== Stated task ==
Copy the data from the line that contains "For every instance of the white" to its last line, exactly, including both of those lines and leaving out everything before.

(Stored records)

+-------+

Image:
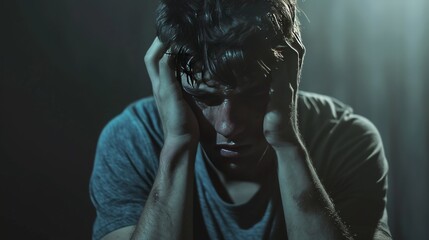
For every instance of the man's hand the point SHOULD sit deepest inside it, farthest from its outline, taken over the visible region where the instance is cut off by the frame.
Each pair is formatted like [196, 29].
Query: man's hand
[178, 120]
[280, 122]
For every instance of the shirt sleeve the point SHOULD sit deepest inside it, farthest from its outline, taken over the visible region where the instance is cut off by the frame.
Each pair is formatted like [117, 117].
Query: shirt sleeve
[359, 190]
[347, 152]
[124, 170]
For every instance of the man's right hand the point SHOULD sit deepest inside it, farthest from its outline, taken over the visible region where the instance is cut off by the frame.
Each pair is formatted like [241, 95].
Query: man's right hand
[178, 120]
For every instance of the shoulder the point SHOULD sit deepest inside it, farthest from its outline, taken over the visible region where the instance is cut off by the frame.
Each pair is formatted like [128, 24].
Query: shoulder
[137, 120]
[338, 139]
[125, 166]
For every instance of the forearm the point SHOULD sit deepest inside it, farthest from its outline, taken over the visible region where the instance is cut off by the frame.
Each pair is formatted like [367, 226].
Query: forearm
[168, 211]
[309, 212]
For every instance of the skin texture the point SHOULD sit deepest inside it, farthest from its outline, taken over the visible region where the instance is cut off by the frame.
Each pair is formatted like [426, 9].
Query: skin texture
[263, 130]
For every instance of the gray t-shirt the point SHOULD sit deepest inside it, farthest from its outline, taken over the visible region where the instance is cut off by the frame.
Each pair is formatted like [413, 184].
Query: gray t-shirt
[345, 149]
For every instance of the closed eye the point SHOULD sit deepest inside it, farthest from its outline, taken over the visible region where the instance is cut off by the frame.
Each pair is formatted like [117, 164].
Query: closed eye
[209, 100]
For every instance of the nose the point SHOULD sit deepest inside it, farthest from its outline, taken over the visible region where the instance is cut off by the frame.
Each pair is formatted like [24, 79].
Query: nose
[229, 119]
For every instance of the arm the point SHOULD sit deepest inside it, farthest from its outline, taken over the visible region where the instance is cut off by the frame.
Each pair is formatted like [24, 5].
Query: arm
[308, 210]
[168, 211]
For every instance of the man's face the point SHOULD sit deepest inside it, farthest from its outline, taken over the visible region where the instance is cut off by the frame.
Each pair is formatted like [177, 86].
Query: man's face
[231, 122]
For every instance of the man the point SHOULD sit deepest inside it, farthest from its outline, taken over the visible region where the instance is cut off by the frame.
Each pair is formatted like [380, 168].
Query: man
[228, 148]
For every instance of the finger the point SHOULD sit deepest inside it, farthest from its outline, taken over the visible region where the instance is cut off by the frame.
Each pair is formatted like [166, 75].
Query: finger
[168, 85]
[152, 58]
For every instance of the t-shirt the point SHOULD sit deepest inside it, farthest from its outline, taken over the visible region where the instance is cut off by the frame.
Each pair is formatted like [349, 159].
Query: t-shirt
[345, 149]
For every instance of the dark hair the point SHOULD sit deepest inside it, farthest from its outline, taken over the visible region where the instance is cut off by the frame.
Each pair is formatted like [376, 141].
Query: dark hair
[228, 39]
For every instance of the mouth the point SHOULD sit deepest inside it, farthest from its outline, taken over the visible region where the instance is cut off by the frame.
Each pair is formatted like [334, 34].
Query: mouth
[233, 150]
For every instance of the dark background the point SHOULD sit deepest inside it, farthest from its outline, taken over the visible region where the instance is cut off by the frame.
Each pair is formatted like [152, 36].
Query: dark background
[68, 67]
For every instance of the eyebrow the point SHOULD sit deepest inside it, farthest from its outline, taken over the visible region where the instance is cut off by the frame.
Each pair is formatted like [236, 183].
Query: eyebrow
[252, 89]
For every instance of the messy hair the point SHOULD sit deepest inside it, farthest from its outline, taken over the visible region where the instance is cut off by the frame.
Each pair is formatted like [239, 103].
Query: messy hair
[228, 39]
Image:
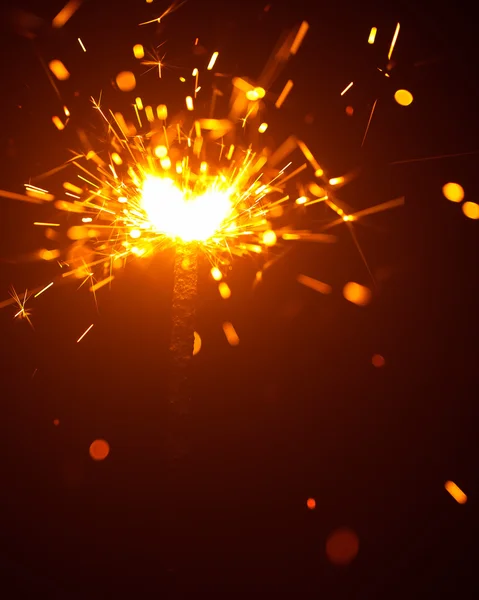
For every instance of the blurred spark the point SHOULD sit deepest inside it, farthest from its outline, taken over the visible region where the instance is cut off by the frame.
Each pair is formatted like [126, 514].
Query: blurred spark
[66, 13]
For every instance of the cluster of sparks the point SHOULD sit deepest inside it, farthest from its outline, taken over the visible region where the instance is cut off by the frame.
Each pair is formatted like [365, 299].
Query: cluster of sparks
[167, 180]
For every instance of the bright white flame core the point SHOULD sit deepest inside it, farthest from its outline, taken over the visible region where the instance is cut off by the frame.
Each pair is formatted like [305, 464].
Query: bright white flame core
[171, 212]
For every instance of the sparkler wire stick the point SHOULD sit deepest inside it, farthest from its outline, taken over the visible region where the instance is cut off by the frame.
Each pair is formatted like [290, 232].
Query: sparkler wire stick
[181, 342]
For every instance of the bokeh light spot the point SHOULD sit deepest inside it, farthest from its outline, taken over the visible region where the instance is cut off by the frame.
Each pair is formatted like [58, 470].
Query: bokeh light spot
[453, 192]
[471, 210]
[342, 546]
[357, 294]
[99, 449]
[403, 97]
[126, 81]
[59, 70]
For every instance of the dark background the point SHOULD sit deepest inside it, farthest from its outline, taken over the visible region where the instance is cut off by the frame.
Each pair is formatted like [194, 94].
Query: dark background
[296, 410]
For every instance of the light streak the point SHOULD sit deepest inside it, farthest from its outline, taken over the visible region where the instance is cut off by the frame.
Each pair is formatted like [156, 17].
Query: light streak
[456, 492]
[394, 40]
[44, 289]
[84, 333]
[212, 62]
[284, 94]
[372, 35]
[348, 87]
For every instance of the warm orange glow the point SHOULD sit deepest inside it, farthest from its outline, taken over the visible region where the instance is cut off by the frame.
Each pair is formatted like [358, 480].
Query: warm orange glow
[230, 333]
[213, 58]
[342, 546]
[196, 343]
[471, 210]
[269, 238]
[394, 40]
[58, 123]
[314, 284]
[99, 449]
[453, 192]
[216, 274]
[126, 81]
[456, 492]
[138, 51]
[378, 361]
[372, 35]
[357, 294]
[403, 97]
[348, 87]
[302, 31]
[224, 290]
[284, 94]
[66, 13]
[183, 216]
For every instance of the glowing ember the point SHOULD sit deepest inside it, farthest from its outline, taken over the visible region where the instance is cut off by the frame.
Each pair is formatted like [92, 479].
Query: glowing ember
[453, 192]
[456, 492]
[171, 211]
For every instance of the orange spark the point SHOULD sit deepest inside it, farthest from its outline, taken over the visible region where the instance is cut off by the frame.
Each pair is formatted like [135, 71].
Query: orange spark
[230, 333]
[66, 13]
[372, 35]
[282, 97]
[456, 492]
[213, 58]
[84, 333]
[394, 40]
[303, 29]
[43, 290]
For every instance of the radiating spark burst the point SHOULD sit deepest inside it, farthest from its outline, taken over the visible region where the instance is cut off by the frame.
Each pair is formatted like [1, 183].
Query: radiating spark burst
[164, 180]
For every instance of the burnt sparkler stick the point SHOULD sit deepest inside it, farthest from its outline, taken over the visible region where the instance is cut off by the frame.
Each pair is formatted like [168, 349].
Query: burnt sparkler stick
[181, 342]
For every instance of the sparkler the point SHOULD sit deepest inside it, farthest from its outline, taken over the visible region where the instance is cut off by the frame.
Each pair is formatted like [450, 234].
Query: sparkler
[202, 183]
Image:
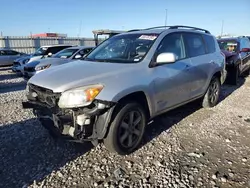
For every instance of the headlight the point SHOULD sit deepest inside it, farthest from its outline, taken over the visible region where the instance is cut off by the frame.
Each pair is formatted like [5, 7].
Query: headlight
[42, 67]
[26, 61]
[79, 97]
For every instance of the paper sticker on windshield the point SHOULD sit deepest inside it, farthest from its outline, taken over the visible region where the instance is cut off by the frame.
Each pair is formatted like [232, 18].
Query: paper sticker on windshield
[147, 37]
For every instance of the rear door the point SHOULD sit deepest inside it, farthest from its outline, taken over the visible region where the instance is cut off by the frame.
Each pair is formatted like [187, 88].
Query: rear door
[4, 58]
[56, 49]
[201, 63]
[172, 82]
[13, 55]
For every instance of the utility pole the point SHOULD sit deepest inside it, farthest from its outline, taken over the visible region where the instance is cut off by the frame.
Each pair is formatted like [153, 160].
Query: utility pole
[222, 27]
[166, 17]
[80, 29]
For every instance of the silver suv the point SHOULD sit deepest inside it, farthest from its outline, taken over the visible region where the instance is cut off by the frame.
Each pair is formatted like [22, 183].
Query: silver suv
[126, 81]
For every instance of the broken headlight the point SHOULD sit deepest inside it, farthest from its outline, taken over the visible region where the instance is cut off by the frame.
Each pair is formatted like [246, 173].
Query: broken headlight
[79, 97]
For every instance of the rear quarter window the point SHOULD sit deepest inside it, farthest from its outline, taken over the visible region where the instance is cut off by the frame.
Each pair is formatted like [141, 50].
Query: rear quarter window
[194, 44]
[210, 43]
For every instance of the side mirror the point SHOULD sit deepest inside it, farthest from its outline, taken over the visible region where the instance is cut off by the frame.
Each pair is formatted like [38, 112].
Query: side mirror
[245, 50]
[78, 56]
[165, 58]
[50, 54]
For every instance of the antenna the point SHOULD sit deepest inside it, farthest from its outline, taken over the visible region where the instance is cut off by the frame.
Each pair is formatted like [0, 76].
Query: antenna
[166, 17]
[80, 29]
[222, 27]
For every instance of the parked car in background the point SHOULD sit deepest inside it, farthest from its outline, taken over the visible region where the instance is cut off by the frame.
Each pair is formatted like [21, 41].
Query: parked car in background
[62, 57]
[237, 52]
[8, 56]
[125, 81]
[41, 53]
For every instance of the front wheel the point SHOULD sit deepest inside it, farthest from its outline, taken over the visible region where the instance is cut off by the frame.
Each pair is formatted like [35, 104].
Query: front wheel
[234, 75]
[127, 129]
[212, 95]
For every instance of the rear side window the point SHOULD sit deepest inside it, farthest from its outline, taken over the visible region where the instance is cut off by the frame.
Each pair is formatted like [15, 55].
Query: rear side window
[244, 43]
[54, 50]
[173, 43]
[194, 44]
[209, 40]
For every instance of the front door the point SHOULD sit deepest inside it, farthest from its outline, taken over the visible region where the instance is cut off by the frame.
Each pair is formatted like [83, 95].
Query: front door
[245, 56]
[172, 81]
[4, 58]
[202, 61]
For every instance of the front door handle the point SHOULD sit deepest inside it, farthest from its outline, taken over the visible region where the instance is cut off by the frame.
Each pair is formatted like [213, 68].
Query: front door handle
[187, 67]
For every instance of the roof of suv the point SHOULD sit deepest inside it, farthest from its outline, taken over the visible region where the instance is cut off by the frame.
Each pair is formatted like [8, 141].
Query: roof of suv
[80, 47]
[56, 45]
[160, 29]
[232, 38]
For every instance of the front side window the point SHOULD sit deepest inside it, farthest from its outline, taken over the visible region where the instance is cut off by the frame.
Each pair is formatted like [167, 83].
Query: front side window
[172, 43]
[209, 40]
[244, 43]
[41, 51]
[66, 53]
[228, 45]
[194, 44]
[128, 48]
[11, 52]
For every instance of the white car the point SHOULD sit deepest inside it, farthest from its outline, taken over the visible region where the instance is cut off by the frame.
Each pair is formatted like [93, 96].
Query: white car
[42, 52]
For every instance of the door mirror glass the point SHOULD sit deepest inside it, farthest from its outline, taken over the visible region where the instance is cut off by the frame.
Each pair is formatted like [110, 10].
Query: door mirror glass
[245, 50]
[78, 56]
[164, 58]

+-------+

== Solution ==
For every instance of the white car the point SHOULD sit deepest inside it, farthest from its outline, taken over the visible region where the instance is cut off by the frame.
Each pair is formatted like [93, 96].
Query: white car
[42, 52]
For every instance of the door mirror glass the point SHOULD sit deepest inside it, farthest from its outline, taken over the visible region where the instance is cut off by the frame.
Each pair is formatted like [110, 10].
Query: door mirror glass
[245, 50]
[78, 56]
[164, 58]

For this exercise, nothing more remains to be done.